Brief
Both the line below containing "Reviewer note: every instance of the golden" and the line containing "Reviewer note: every instance of the spider body", along with every line between them, should be repeated exactly; no other line belongs in the answer.

Given entries
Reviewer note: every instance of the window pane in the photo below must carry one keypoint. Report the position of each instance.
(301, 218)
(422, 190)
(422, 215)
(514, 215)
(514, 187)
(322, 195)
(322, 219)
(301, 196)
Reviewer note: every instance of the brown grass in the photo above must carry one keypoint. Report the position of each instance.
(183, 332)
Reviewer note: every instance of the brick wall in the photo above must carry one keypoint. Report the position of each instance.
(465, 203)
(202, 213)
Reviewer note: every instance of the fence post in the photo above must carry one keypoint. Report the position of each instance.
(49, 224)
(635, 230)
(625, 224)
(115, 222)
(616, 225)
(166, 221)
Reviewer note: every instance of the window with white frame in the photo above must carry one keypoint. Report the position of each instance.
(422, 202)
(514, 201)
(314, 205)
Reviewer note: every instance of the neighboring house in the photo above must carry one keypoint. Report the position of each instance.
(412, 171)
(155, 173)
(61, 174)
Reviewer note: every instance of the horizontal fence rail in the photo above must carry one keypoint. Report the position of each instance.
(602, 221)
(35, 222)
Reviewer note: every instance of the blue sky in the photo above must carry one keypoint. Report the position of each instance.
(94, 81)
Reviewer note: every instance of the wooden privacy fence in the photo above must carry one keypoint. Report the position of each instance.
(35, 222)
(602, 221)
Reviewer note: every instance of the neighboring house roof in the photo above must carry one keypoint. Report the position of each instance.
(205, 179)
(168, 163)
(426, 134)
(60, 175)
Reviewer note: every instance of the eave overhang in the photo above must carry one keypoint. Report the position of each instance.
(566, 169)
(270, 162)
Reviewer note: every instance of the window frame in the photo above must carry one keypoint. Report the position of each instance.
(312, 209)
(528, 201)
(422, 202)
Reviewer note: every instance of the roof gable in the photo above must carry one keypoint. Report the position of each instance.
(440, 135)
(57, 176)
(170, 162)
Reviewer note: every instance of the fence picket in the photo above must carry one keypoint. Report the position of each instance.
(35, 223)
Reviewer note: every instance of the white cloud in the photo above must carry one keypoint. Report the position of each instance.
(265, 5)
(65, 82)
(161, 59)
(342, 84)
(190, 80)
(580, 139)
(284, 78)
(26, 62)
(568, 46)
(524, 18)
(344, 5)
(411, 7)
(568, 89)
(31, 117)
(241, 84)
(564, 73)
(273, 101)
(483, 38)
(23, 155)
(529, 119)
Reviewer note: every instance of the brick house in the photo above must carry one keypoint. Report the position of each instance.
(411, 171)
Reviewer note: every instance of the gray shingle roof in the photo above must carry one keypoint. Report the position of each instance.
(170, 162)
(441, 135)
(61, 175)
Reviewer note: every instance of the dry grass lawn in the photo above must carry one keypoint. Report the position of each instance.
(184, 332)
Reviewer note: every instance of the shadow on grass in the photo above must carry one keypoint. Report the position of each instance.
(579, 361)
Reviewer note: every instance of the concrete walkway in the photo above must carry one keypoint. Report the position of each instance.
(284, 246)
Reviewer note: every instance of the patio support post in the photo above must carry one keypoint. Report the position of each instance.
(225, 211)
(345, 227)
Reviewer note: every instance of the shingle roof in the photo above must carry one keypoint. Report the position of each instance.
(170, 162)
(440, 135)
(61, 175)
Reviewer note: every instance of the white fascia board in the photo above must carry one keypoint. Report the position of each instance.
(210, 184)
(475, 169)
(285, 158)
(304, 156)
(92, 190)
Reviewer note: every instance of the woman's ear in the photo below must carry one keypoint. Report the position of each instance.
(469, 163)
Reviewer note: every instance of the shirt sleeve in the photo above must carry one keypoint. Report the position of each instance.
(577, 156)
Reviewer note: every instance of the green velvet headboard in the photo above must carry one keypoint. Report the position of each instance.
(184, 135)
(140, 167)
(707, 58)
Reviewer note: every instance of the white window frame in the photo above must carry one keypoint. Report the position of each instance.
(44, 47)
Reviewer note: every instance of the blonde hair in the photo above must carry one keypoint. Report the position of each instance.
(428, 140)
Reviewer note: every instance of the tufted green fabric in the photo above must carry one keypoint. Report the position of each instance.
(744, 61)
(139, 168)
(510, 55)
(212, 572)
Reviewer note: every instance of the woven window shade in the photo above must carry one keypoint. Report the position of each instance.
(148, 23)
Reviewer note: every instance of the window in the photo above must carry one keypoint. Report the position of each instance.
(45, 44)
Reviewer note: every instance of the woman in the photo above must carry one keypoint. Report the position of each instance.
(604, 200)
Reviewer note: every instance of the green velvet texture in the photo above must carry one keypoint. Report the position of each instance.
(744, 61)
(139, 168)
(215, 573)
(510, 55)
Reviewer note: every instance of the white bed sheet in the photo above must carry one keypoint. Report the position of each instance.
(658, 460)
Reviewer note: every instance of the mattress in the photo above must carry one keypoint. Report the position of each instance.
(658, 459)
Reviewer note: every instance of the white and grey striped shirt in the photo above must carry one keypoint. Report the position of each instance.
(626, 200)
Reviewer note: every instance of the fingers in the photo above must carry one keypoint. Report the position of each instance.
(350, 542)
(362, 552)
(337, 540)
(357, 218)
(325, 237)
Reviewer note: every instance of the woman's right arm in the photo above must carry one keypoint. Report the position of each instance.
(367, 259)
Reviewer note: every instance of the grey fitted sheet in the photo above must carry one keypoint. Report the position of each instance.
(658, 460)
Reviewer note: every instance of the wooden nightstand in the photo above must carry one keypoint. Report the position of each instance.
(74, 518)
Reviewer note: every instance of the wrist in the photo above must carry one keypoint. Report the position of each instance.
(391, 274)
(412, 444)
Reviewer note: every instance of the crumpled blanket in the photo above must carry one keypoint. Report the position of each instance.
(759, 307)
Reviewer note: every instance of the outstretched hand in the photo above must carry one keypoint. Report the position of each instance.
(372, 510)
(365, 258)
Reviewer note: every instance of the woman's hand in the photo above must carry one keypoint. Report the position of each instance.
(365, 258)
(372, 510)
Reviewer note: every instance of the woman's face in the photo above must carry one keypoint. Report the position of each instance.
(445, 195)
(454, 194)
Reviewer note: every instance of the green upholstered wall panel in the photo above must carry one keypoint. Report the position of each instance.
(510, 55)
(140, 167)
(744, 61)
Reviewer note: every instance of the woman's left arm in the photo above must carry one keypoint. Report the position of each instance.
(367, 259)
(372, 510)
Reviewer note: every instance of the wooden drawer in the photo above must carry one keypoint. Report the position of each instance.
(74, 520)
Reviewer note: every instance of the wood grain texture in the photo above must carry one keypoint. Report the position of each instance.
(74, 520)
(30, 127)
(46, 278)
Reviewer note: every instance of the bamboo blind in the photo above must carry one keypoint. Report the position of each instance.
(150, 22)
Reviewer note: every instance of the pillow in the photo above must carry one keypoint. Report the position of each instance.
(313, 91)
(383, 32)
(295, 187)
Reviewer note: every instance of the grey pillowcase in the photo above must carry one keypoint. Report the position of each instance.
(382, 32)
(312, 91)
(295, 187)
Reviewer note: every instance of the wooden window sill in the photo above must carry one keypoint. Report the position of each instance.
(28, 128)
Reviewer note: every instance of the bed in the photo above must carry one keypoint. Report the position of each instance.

==

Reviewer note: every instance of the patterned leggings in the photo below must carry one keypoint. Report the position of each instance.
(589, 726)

...

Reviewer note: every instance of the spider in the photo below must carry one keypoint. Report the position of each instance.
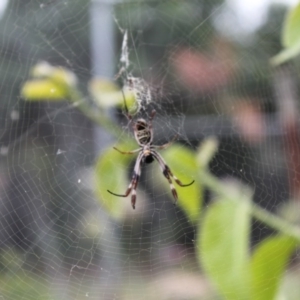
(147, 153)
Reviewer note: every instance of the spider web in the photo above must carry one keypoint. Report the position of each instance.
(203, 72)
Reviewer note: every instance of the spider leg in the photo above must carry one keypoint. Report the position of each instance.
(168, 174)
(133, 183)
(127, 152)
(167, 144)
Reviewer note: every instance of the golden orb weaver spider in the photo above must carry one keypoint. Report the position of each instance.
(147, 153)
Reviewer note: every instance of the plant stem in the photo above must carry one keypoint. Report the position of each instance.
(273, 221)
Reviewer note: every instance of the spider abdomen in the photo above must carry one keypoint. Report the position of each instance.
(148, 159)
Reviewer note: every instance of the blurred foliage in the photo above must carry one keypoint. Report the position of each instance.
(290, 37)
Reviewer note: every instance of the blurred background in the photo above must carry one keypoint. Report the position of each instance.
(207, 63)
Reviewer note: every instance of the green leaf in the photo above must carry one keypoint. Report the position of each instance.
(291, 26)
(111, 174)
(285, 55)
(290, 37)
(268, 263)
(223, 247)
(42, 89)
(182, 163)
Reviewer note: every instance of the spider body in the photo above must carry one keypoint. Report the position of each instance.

Solution to the exercise
Reviewer note: every instance of the golden orb weaver spider in the photo above must carry one keypoint. Report the position of each instance.
(147, 153)
Reviewer note: every instance of the plant stem in the photo above must carry one keypoint. Report the position of each instance.
(273, 221)
Reviewer note: every instance of the spider abdomen in the photo above must carry one keypoint. Report the position of each instance.
(148, 159)
Reviewer note: every instance of the blurred foliage in the photo above must carry one keypoint. Report the position of each instance.
(290, 37)
Reviewer note: every instance of the blurred background in the photo above must carry one keypoint. Report the position of each instance.
(207, 63)
Reviewer note: every instance of the green leaf in the photo above must carry one keypoint. Report the position of each instance.
(291, 26)
(111, 174)
(285, 55)
(290, 37)
(268, 263)
(223, 247)
(42, 89)
(182, 163)
Reviewer note: every instance of the spider body in the photo above must carry one keypoint. Report the position of each instance.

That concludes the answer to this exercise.